▸ **Instruction**: Return word for word the lines of the data below, starting with the line that contains "Locate every bed in" and going on through the last line of the data, with both ends included.

:::::

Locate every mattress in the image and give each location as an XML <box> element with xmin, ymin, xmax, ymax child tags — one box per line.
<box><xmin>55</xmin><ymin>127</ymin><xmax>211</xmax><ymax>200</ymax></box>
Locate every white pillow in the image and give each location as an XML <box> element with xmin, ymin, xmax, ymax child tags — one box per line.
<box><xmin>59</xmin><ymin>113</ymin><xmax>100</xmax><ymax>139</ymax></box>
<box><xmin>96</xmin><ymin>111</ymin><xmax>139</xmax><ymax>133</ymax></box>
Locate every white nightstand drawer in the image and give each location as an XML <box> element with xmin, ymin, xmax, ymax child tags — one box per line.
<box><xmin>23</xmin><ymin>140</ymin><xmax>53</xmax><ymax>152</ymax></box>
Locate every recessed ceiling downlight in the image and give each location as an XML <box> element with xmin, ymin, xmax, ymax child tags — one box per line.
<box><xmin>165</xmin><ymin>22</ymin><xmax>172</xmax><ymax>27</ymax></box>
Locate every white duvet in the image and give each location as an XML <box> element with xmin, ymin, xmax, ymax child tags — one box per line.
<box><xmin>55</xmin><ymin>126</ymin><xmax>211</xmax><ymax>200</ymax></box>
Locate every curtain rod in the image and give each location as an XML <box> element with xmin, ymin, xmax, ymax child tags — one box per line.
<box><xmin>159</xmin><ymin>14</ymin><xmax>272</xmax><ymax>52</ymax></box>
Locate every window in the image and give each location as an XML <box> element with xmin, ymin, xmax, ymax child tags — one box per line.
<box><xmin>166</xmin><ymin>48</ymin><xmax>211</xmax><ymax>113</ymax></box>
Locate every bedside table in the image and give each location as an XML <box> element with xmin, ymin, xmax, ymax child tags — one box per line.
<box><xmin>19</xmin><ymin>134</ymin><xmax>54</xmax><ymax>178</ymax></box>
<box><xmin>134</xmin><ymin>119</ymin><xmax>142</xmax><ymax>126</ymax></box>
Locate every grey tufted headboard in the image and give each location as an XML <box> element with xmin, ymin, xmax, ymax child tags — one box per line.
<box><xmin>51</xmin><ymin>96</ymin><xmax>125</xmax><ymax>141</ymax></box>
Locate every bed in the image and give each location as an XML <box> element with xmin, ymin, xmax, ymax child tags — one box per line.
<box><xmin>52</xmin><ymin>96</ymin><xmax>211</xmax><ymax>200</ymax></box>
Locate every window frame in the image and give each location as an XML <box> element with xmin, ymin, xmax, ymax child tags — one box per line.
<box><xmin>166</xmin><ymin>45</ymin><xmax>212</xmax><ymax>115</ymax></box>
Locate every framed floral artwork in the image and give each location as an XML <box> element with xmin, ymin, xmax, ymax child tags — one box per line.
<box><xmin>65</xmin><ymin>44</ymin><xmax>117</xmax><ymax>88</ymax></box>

:::::

▸ **Worked solution**:
Locate every bed in the image and give each location as an XML <box> element with xmin, ymin, xmax, ymax child tags — one box per line.
<box><xmin>52</xmin><ymin>96</ymin><xmax>211</xmax><ymax>200</ymax></box>
Locate every window frame in the image and give each location as an XML <box> element with xmin, ymin, xmax, ymax child tags — one box per line.
<box><xmin>166</xmin><ymin>45</ymin><xmax>212</xmax><ymax>115</ymax></box>
Locate every framed floral artwork in the image and give each location as an XML <box> element with xmin, ymin, xmax, ymax child tags — one box per line.
<box><xmin>65</xmin><ymin>44</ymin><xmax>117</xmax><ymax>88</ymax></box>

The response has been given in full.